TRECHO FORNECIDO →
· · · · ·

Chega de Brasil por um instante. Cá na terra das rãs fritas também acontecem coisas que merecem comentário e reflexão. E não há personagem melhor para isso, neste momento, do que o impagável, o magnífico, fonte inesgotável de causos e fofocas, objeto das maiores apreensões republicanas, o único, o famosíssimo presidente da França, Nicolas Sarkozy. A última do húngaro que não curte estrangeiros, se tivesse acontecido há um ano, durante a campanha presidencial, enterraria de uma hora para a outra sua candidatura, e os franceses teriam hoje, provavelmente, sua primeira mulher na presidência.

· · · · ·

[Exemplos de marcação de pontos]
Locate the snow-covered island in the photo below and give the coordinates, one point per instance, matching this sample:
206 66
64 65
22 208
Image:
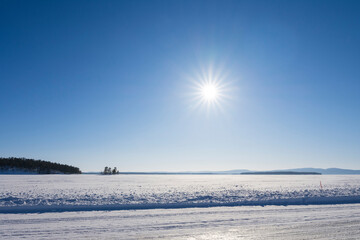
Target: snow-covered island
30 166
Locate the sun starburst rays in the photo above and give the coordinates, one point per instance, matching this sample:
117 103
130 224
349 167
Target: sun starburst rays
210 91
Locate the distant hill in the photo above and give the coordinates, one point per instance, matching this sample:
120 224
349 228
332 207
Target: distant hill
30 166
281 173
327 171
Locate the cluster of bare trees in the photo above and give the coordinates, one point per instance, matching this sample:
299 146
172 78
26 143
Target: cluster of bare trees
39 166
109 171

· · · · ·

TAREFAS →
a – Reescreva os registros desde a linha que contém "Locate the cluster" até o fim dos registros, trocando "bare trees" por "leafless trees" e mantendo todo o resto inalterado.
b – Dê continuidade ao texto sobre Nicolas Sarkozy a partir do ponto em que ele termina.

RESPOSTAS POR TAREFA →
a –
Locate the cluster of leafless trees in the photo above and give the coordinates, one point per instance, matching this sample:
299 146
172 78
26 143
Target: cluster of leafless trees
39 166
109 171

b –
A gafe foi gravada no vídeo que encabeça este texto. Eis a história: a maior feira de agricultura do país, no principal complexo de exposições parisiense. O presidente faz um de seus discursos cheios de promessas (em que olha fixamente para o chão, jamais para o público ou as câmeras). Findo o palavrório vazio, é hora de se mandar o mais rápido possível. Mas a multidão está espremida. Os gorilas de terno e óculos de sol não conseguem abrir caminho. Acaba sendo necessário cumprimentar alguns expositores e visitantes. A imagem é de chorar de rir: Sarko tem a cara daqueles atores de filme americano, quando representam políticos que tentam e tentam, mas não conseguem esconder o desprezo e o asco pelo populacho. Detalhe: Sarkozy não é ator, é o próprio político. Precisa voltar a seu curso de interpretação (pode se matricular na mesma turma do José Serra, que tem mostrado uma certa evolução).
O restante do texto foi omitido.